Copy the material from the line containing "Task: indicate the boy's neck." through the end, replacing "photograph" with "image" and keeping everything else unchanged. Leave the pictures out of your copy.

* start *

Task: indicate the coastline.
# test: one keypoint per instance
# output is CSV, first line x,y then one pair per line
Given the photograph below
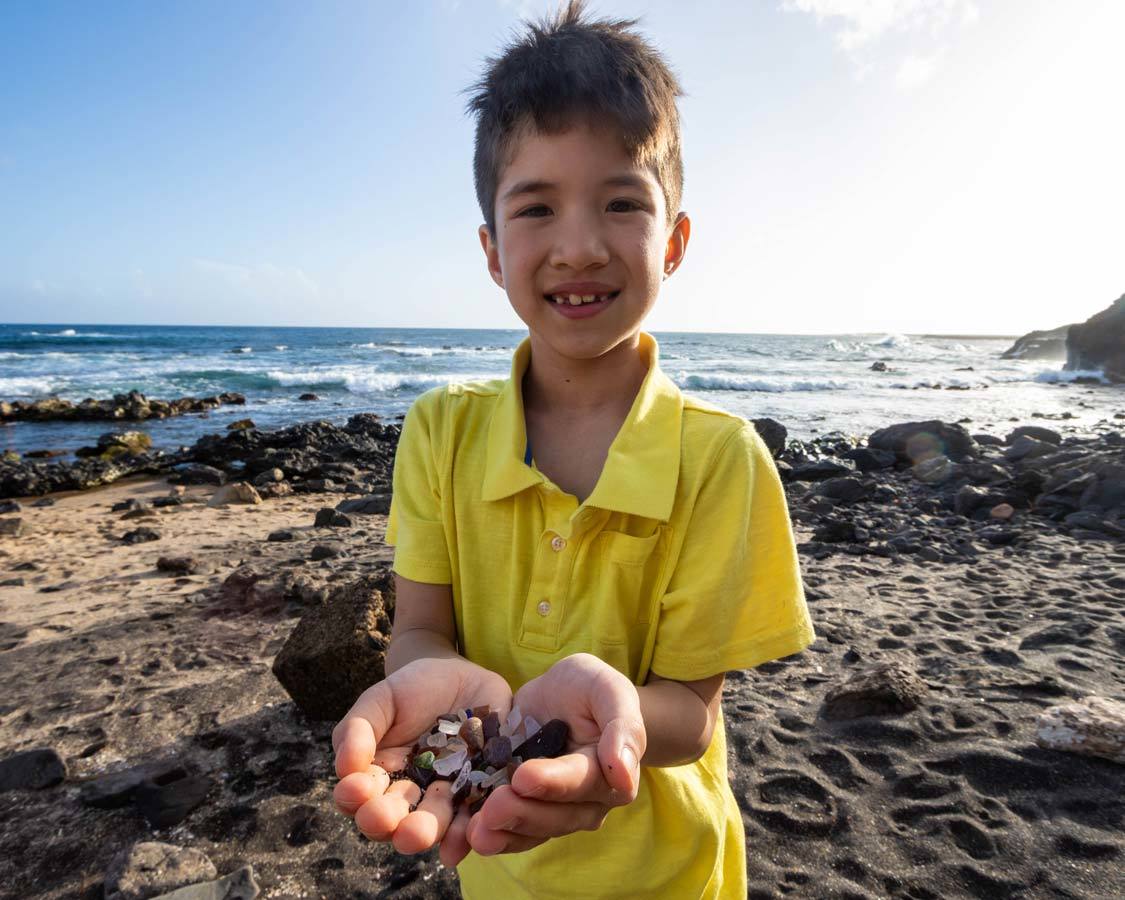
x,y
120,665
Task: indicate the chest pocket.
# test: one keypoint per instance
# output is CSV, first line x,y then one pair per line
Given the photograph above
x,y
627,578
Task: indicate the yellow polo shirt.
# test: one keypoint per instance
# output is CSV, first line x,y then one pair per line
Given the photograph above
x,y
681,563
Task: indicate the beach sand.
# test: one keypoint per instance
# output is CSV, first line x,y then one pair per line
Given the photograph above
x,y
115,664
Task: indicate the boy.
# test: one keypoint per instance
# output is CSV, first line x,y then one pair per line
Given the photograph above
x,y
581,533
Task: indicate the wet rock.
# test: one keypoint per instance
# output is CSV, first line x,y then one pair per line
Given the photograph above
x,y
168,800
326,551
141,536
240,492
336,650
915,442
32,770
888,689
330,518
178,565
239,885
198,474
374,504
1034,431
150,869
116,789
773,434
1092,727
269,477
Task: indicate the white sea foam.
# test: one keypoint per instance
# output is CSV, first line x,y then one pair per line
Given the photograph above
x,y
743,383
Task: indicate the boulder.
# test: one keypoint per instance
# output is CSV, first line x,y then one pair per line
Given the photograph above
x,y
372,504
32,770
239,492
888,689
1092,727
1099,343
773,434
1040,344
150,869
917,441
237,885
336,650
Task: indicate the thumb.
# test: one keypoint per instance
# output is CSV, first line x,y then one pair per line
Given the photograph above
x,y
619,753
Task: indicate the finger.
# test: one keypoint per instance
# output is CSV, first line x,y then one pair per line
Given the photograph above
x,y
354,790
455,846
393,758
379,817
574,777
426,825
506,815
354,739
619,752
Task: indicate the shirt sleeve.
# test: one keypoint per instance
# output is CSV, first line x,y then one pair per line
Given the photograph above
x,y
735,599
415,528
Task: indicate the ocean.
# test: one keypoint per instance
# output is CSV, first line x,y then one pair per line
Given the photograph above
x,y
812,384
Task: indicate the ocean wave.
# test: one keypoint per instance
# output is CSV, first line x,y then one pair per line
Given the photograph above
x,y
757,385
367,381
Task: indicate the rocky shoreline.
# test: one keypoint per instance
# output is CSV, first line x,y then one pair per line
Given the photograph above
x,y
962,586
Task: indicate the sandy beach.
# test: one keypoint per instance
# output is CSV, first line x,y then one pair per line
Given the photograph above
x,y
115,664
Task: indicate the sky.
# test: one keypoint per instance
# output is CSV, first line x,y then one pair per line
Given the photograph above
x,y
852,165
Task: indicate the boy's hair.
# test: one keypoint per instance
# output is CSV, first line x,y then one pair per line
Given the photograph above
x,y
565,70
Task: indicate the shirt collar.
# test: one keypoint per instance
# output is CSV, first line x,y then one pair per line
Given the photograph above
x,y
642,466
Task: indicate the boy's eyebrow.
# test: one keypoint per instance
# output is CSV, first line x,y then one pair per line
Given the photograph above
x,y
534,186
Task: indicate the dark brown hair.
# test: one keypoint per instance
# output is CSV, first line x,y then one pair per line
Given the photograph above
x,y
565,70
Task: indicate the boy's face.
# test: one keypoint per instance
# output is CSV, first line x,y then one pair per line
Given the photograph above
x,y
577,217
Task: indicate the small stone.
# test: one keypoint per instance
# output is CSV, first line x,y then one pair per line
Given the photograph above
x,y
240,492
141,536
32,770
548,741
178,565
497,752
1092,727
882,690
150,869
473,734
1002,511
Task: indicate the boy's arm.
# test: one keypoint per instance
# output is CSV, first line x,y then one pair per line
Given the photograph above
x,y
680,718
424,627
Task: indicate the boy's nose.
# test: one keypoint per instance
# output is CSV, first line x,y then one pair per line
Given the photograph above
x,y
579,244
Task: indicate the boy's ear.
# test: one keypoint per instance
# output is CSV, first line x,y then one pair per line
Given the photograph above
x,y
492,254
677,243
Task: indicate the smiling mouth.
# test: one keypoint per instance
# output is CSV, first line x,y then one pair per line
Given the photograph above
x,y
578,299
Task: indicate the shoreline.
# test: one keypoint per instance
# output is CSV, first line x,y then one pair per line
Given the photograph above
x,y
122,665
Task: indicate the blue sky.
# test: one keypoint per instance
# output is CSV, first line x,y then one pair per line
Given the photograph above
x,y
909,165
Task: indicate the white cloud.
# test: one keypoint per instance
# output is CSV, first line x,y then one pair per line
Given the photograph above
x,y
916,70
263,280
862,23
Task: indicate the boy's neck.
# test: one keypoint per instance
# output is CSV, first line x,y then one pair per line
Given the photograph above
x,y
565,386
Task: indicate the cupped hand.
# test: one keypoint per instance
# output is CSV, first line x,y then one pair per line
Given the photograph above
x,y
375,738
549,798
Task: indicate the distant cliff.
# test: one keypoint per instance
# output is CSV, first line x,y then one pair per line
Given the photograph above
x,y
1040,344
1099,343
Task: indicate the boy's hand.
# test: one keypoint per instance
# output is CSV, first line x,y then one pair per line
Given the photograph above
x,y
549,798
376,737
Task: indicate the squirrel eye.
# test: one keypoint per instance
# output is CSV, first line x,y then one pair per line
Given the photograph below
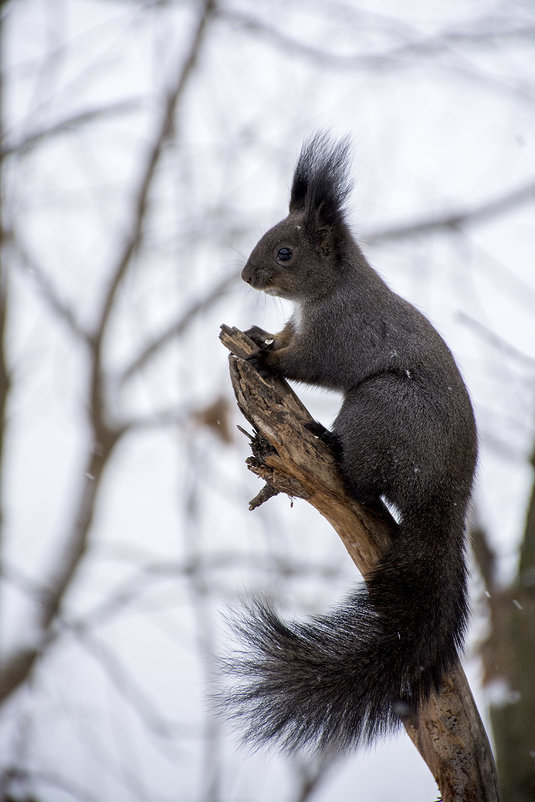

* end *

WORKED ANSWER ->
Task: indicate the boy's neck.
# test: one keypoint per instance
# output is CSV, first line x,y then one pair per line
Given the image above
x,y
565,386
Task: indicate the cupped hand.
# test: one keypoint per instance
# output is CSV, first line x,y then one pair per line
Given the image above
x,y
375,738
549,798
Task: indicate the distant cliff.
# test: one keypoint per instance
# output is CSV, first line x,y then one pair per line
Given the image above
x,y
1040,344
1099,343
Task: indicate the boy's hand.
# test: one keypoint per instance
# output is CSV, first line x,y then one pair per line
Given the image above
x,y
549,798
376,737
Task: indicate the squirrel eye.
# test: one keypoint per instance
# output is CSV, first line x,y then one pair per line
Given the image below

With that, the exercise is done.